_Estratto del testo_:
Salone del Libro 2018: (Cosmi)Cronache di giovedì 10 maggio

salone

Premessa: Scrivere questo articolo è stato difficile. Soprattutto per la lunga e personale riflessione sul come avrei dovuto scriverlo. Mi spiego meglio. Sono fermamente convinta, e i fatti lo confermato, che il Salone Internazionale del Libro di Torino sia diverso per ogni persona. Sono così tanti gli eventi, gli incontri, gli autori, gli editori, le persone, le parole, che ognuno inevitabilmente crea il proprio originalissimo percorso tentando di districarsi tra centinaia di pagine di programma. Questo è senza dubbio uno dei punti di forza del Salone, giunto quest’anno alla trentunesima edizione dal titolo Un giorno, tutto questo: è in grado di attirare lettori forti e semplici curiosi, e di dare spazio a realtà editoriali affermate o meno note. Personalmente, lo ritengo un momento di scoperta ed esplorazione, un momento d’incontri e casualità.

Per dare un’idea, quest’anno c’erano ospiti come Eduard Limonov (quello vero), il premio Nobel Herta Müller, Javier Cercas, Alice Sebold (quella di Amabili resti, sì), Guillermo Arriaga, Jessa Crispin, Giuseppe Tornatore, Bernardo Bertolucci, Luca Guadagnino, Fernando Aramburu, Javier Marías, Antoine Volodine (presenti lui e il suo post-esotismo) e tanti, troppi altri.

Premessa 2: Per il motivo appena citato questo articolo non poteva che essere scritto in prima persona, in una forma estremamente individuale – cosa che nelle recensioni tento invece d’evitare il più possibile, cercando di dare uno sguardo oggettivo (pur se l’oggettività non esiste) e preciso (e, anche qui, mi rendo conto di presentare spesso invece numerosi slanci emotivi). Per la stessa ragione, non tutti i punti avranno la stessa lunghezza: dove avrò di più da dire, dirò di più. Il numero di caratteri, mi scuso in anticipo, supererà probabilmente il limite umano di sopportazione (specialmente online).

Premessa 3: Ho deciso di dividere le esperienze in giorni. Tre, per la precisione, cioè quelli in cui sono riuscita a partecipare: da giovedì 10 a sabato 12 maggio. Si tratta quindi di un articolo diviso in tre pezzi pubblicati singolarmente sul blog. Vi racconterò ciò che io ho vissuto, e questa non potrà che essere una disamina parziale e incompleta – che spero possa essere comunque valida e fornire una visione generale del Salone. È il mio diario di bordo, ma questo non significa che gli altri viaggi siano poi così distanti.

Iniziamo.

_Dati forniti_:
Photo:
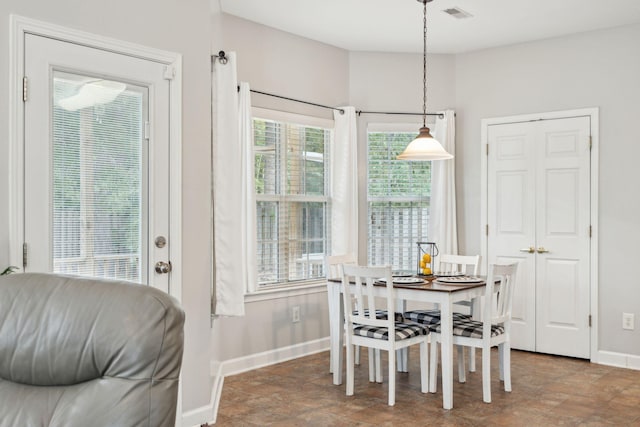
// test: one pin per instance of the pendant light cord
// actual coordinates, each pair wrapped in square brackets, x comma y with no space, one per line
[424,66]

_Consegna_:
Secondo il brano sul Salone del Libro di Torino, qual era il titolo della trentunesima edizione?

_Risposta alla consegna_:
Il titolo era "Un giorno, tutto questo".